Try it: Please transcribe every entry below exactly as written.
[Opening Provided information section]
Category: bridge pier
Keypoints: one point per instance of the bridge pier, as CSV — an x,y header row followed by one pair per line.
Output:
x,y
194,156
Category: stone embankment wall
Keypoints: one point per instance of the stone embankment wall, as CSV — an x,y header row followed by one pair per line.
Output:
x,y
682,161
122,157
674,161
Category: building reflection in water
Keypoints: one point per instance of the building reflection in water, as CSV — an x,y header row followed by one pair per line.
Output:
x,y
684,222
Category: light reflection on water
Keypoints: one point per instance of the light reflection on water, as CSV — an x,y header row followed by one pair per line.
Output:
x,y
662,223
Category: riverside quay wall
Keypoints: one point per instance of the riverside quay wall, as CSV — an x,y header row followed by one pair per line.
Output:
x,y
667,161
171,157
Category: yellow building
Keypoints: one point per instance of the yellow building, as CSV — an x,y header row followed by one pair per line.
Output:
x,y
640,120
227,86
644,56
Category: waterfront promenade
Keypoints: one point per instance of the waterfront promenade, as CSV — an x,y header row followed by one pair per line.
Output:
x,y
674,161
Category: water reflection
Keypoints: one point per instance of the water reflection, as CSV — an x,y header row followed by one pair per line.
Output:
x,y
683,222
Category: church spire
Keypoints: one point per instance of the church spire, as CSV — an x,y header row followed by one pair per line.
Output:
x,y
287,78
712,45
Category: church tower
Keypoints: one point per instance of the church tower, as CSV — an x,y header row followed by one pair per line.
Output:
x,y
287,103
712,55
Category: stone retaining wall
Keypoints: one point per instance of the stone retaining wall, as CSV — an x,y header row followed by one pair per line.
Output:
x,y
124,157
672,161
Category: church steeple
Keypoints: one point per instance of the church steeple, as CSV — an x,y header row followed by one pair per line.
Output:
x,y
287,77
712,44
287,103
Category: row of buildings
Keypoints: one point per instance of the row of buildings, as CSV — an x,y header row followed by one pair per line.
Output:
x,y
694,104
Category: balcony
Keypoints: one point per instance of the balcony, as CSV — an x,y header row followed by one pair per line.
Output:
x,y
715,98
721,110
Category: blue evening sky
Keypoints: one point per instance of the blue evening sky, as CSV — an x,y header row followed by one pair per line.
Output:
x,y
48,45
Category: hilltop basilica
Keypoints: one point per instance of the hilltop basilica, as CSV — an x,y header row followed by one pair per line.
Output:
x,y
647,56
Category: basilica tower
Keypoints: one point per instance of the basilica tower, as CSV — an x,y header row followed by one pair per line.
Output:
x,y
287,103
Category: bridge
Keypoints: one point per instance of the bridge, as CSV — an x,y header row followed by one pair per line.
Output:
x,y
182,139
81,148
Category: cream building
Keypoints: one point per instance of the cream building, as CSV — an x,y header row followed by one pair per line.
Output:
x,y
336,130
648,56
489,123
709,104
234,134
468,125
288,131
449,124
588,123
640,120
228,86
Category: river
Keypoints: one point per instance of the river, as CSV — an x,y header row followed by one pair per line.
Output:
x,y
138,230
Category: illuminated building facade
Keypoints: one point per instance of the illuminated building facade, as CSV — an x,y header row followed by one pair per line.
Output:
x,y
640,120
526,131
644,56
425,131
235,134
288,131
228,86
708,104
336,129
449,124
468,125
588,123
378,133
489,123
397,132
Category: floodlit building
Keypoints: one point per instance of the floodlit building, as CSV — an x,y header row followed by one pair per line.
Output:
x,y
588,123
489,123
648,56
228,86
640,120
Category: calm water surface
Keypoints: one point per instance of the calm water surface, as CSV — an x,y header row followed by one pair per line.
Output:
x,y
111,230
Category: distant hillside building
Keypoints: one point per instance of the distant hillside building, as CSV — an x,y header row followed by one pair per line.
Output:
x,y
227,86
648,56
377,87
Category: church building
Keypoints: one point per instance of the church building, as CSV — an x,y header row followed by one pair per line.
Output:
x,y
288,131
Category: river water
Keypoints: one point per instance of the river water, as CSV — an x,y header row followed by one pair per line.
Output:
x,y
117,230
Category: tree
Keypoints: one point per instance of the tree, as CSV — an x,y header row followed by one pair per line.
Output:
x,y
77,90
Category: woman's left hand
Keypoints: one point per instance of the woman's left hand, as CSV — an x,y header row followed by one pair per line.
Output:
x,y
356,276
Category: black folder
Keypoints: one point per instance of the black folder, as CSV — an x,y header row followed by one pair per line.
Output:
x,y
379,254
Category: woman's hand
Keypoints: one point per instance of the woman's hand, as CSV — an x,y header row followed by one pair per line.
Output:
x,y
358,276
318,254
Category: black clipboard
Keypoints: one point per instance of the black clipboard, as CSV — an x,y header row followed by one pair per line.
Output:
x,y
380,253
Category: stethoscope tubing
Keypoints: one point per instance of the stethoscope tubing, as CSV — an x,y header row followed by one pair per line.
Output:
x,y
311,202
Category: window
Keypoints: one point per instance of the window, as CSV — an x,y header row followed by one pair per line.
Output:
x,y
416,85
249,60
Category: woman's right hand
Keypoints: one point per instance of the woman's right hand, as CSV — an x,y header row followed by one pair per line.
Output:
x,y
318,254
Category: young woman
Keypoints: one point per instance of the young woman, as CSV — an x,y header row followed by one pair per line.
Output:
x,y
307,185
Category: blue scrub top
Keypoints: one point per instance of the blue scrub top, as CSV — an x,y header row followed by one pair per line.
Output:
[Closing Provided information section]
Answer for the task:
Category: bridge pier
Keypoints: one point per instance of the bridge pier, as CSV — an x,y header row followed by one pair per line.
Output:
x,y
194,156
Category: stone embankment wall
Keypoints: one point per instance of the stone embankment wall, as CSV — an x,y header row followed by one pair per line.
Output:
x,y
682,161
122,157
674,161
Category: building reflection in water
Keypoints: one point per instance of the building reflection in water, as CSV — an x,y header row followed by one pair per line.
Output:
x,y
684,222
Category: light reflection on water
Keypoints: one point per instance of the light reflection on water, as CSV — an x,y header row followed by one pair per line.
Output:
x,y
662,223
Category: riverside quay wall
Keypoints: one point per instance of the riverside quay wall, as CSV — an x,y header row followed by one pair per line.
Output:
x,y
667,161
171,157
Category: yellow building
Keypoints: one point per instance of the yellow building, as CSV — an x,y header row followed by one pair per line.
Output:
x,y
640,120
227,86
644,56
Category: waterfront promenade
Keypoints: one point per instance of the waterfront promenade, as CSV — an x,y header row followed by one pair per line.
Output:
x,y
674,161
Category: water reflection
Keypoints: one point per instance of the water reflection, as CSV — an x,y header row followed by one pair per line.
Output:
x,y
683,222
Category: church spire
Keypoints: one point per instance of the church spire, as CSV — an x,y header row followed by one pair per line.
Output:
x,y
287,78
712,45
Category: church tower
Keypoints: one point per instance of the church tower, as CSV — an x,y header row followed by one pair per line.
Output:
x,y
287,103
712,55
Category: stone retaining wall
Keypoints: one point per instance of the stone retaining wall, as CSV — an x,y header row followed by one pair per line.
Output:
x,y
124,157
672,161
Category: church steeple
Keypoints: one point per instance of the church steeple, as CSV — an x,y header row followed by one pair per line.
Output:
x,y
287,77
712,44
287,103
Category: row of buildings
Keypoints: one point per instance of the row of buildings, as CSV — an x,y header row followed by one pair per line.
Output:
x,y
694,104
Category: balcony
Keypoints: one point per instance of the balcony, as CSV — an x,y header row followed by one pair per line.
Output:
x,y
715,98
721,110
Category: blue evening sky
Keypoints: one point per instance of the blue evening sky, as CSV — an x,y header row followed by one pair per line.
Output:
x,y
48,45
Category: hilltop basilica
Keypoints: one point per instance of the hilltop basilica, as CSV — an x,y header row followed by one pair per line.
Output:
x,y
647,56
Category: basilica tower
Keypoints: one point per instance of the basilica tower, as CSV — an x,y header row followed by one pair per line.
Output:
x,y
287,103
Category: bridge
Keypoints: one point per instance of the bridge, as CSV — an x,y header row followed by one pair per line.
Output:
x,y
182,139
81,148
Category: cream building
Keypoints: one point per instance of the cream building, as CSV — an x,y header row followed by one pair per line.
Output:
x,y
336,130
648,56
489,123
709,104
234,134
468,125
288,131
449,124
588,123
640,120
228,86
Category: river
Keypoints: one point per instance of the river, as CSV — an x,y header row followed by one pair per line.
Output:
x,y
138,230
Category: illuminated building facade
Keypoints: one point per instance of the illuminated building facade, as CSV — an x,y header row followed by one pair per line.
Output:
x,y
640,120
526,131
644,56
425,131
235,134
288,131
228,86
708,104
336,129
449,124
468,125
588,123
378,133
489,123
397,132
Category: floodlit building
Keypoints: one point per instance of the floodlit building, as CSV — an x,y header row followed by one pair per line.
Output:
x,y
588,123
489,123
648,56
228,86
640,120
Category: calm water surface
Keypoints: one point per instance of the calm water surface, as CSV — an x,y header row followed by one pair per line.
Output:
x,y
111,230
Category: distant hillside building
Keypoints: one point per instance of the distant hillside building, as CSV — an x,y header row followed by one pair per line.
Output:
x,y
227,86
648,56
377,87
Category: church building
Keypoints: one point per instance of the church building, as CSV — an x,y header row followed by one pair per line.
Output:
x,y
288,131
Category: river water
Keypoints: one point per instance of the river water, as CSV — an x,y header row followed by one pair per line.
Output:
x,y
117,230
Category: tree
Keypoints: one point per instance of the tree, as CSV — an x,y header row followed by one pair per line.
Output:
x,y
77,90
Category: woman's left hand
Keypoints: one point per instance of the woman's left hand, as CSV — an x,y header row followed by one pair per line.
Output:
x,y
356,276
Category: black folder
Keypoints: one point per instance of the black folder, as CSV — an x,y header row followed by one pair per line.
Output:
x,y
379,254
Category: woman's hand
Keypoints: one point per instance of the woman's hand, as CSV — an x,y header row followed by one pair per line.
Output:
x,y
358,276
318,254
Category: black clipboard
Keypoints: one point per instance of the black clipboard, as CSV — an x,y header row followed by one pair per line.
Output:
x,y
380,253
Category: stethoscope tubing
Keypoints: one point per instance of the stethoscope tubing, as CSV — an x,y header row followed by one pair per line.
Output:
x,y
311,202
Category: window
Keypoints: one point per instance of the window, as CSV — an x,y header row followed by one pair per line.
Output:
x,y
416,85
249,60
Category: woman's right hand
Keypoints: one point per instance of the woman's right hand, as CSV — an x,y header row followed by one pair per line.
Output:
x,y
318,254
Category: young woman
Keypoints: one point per instance of the young woman, as CSV — an x,y header row followed by one pair per line.
Output:
x,y
307,185
Category: blue scrub top
Keypoints: one point per instance of the blue scrub top, as CSV — an x,y header row followed by one pair per line.
Output:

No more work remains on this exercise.